One California Plaza Crisis: Downtown LA Office Real Estate Decline

One California Plaza, a prominent 42-story skyscraper in downtown Los Angeles' Bunker Hill district, has entered receivership due to significant financial distress among office landlords. This gleaming tower, a former symbol of prestige since its opening in the 1980s, has experienced a dramatic decline in value, plummeting by 74% from its peak market value. The situation escalated when the property’s owners defaulted on their $300 million debt, scheduled to mature in November, triggering a potential foreclosure. At the request of lenders, a judge appointed Trigild, a specialized receivership service, to take control of the 1 million-square-foot property, as reported by The Real Deal. Current appraised values reveal a stark contrast to the building’s former glory; it’s now valued at $121.2 million, a considerable drop from the $459 million it commanded in 2013. Data from Morningstar Credit and real estate data provider CoStar paint a clear picture of the building’s financial struggles. Specifically, net cash flow at One California Plaza trailed expectations by 37% last year, and the building’s occupancy rate has dwindled to 62% following the departure of key tenants, most notably law firm Skadden, Arps, Slate, Meagher & Flom, which is relocating to Century City. The property’s ownership, held by Los Angeles landlord Rising Realty Partners, has remained silent on the matter, declining to comment publicly. DigitalBridge, a co-owner and Boca Raton, Fla., investment company, also did not respond in a timely manner for publication.

> [RECORD SET]:

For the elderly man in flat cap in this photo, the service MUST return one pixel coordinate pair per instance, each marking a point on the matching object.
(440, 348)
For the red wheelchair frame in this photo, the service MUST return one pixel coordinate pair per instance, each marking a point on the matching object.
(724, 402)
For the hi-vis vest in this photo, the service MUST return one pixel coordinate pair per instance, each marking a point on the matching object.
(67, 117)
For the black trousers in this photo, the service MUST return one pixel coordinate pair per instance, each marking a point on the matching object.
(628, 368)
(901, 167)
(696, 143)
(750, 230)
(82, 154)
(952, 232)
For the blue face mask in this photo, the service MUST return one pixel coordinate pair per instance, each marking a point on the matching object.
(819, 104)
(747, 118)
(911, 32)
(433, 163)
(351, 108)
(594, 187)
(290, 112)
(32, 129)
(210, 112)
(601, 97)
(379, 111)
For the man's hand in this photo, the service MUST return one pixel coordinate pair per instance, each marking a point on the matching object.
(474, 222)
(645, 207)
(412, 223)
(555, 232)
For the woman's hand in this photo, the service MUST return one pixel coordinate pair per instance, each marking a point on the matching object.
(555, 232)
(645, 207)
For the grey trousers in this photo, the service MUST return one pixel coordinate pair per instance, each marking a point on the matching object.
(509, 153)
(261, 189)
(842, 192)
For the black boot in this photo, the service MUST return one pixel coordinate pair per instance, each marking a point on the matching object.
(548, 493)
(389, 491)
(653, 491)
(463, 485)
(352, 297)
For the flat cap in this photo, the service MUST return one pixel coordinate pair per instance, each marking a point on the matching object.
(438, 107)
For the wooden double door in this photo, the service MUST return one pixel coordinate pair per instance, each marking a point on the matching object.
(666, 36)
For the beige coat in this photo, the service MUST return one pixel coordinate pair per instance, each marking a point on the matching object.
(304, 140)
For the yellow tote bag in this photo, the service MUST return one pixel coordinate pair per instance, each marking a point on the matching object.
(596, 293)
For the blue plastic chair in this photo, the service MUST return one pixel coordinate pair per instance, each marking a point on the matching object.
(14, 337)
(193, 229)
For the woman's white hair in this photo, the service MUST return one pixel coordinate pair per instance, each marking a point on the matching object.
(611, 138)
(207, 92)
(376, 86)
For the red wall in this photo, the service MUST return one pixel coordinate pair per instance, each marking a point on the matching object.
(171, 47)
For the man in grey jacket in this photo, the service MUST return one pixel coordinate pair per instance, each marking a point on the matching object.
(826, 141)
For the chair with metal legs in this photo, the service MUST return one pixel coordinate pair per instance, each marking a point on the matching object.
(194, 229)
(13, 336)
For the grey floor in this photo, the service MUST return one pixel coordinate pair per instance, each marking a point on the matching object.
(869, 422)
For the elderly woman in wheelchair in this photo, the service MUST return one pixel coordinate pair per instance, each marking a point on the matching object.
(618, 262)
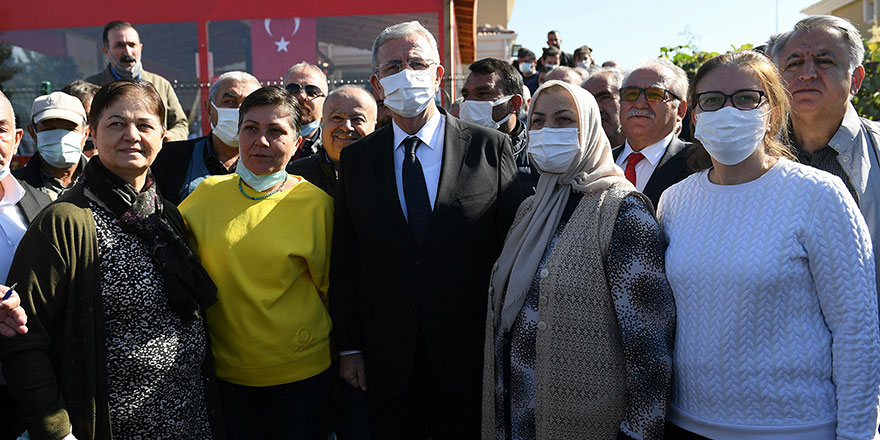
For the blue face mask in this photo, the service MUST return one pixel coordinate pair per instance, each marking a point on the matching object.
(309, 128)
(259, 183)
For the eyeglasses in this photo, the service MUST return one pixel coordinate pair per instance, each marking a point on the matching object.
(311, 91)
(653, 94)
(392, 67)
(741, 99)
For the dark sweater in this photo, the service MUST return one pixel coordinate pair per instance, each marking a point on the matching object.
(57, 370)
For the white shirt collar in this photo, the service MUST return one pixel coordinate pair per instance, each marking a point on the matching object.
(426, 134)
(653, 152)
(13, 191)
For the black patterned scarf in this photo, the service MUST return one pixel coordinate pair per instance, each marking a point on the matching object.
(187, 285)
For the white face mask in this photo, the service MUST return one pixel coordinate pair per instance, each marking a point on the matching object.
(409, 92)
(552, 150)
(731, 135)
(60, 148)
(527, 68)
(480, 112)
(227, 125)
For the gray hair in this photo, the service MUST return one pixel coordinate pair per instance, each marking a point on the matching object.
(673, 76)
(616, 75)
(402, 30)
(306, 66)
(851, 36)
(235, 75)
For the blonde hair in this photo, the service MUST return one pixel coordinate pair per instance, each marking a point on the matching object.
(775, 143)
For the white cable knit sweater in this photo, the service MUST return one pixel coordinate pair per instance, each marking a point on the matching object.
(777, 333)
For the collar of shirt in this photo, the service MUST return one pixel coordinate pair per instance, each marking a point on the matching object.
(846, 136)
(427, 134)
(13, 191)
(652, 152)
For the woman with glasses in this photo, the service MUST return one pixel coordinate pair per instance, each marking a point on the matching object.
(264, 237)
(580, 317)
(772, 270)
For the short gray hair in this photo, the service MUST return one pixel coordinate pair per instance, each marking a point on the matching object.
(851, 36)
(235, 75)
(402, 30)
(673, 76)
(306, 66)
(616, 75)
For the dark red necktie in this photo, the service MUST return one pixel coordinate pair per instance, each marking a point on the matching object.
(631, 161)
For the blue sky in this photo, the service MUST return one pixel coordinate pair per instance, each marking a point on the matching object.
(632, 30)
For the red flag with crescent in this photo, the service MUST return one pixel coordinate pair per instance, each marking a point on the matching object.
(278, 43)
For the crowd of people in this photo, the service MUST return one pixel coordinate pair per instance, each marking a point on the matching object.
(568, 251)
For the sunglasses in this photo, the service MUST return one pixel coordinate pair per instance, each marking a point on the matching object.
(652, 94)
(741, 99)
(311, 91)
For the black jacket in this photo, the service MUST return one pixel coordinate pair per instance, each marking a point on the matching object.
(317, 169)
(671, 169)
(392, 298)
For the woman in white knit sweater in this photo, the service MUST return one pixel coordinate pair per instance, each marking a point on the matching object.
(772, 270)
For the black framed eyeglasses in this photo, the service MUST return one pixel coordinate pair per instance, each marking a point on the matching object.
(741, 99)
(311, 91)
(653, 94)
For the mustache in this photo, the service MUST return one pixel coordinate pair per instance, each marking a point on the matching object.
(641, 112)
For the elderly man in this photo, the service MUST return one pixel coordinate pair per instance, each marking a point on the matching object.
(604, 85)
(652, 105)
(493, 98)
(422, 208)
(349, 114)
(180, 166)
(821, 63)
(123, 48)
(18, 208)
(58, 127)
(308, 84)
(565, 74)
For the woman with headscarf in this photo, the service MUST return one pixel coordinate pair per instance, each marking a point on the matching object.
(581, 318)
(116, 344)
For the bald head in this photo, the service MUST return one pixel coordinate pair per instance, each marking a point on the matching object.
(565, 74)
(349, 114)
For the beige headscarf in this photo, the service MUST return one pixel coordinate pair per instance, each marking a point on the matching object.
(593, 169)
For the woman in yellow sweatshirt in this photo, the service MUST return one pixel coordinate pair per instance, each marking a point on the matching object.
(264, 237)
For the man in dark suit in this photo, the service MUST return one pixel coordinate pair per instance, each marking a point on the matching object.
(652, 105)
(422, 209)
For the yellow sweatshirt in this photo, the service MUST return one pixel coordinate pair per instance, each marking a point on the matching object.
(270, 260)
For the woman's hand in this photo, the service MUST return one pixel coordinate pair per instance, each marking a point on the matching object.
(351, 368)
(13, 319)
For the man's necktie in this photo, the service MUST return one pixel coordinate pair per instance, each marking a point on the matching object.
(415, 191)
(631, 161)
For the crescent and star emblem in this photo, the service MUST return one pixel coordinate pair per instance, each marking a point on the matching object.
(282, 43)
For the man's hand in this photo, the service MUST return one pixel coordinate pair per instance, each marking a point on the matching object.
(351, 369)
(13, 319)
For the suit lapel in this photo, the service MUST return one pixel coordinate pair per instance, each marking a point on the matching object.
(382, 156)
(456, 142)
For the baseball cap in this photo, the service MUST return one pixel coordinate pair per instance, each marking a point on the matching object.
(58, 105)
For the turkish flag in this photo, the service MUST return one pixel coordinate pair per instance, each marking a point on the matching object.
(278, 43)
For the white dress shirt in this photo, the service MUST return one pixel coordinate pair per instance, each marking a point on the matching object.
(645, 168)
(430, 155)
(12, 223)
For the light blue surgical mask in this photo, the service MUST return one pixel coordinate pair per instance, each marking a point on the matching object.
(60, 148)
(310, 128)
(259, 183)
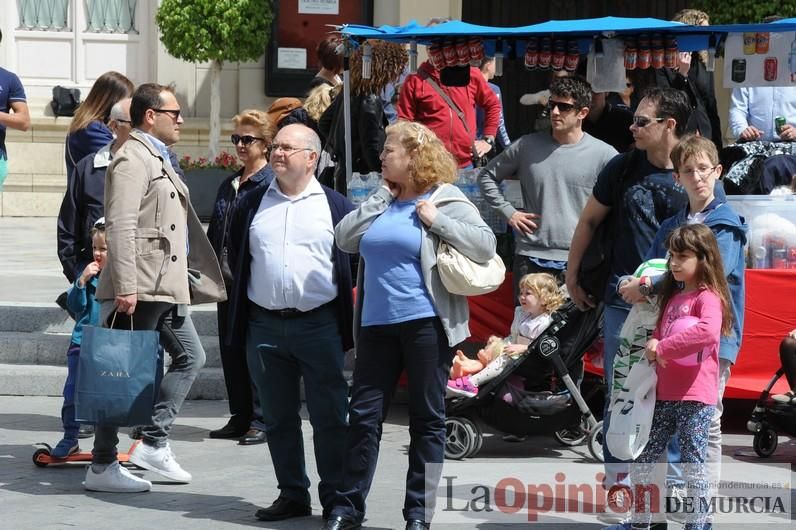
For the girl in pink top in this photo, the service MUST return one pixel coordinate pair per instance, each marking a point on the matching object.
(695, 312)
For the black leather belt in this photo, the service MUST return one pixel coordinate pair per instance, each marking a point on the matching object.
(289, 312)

> [TO DO]:
(a) In the article on One California Plaza, what is the building's current appraised value?
(b) Write the next part of the article on One California Plaza, picking up after its last sentence.
The data can be ignored for what comes next.

> [RESULTS OF THE EXERCISE]:
(a) $121.2 million.

(b)
The broader downtown Los Angeles office market has been significantly impacted by shifting trends. The COVID-19 pandemic accelerated the decline as many tenants reduced their office footprints, driven by the rise of remote work. This trend has created substantial challenges for landlords. Furthermore, recent increases in interest rates have exacerbated the situation, making it increasingly difficult for building owners to refinance their debt, leading to accelerated sales or foreclosures. Adding to the concerns, some downtown Los Angeles office tenants have expressed apprehension regarding the perceived safety of the streets, contributing to a shift away from the area and a search for alternative office centers, including those in Century City. The situation extends beyond One California Plaza, with a concerning number of downtown Los Angeles office buildings facing devaluation. Estimates suggest that 54 buildings are currently at immediate risk, potentially leading to a loss of approximately $70 billion in value over the next 10 years, translating to a potential loss of $353 million in property tax revenue.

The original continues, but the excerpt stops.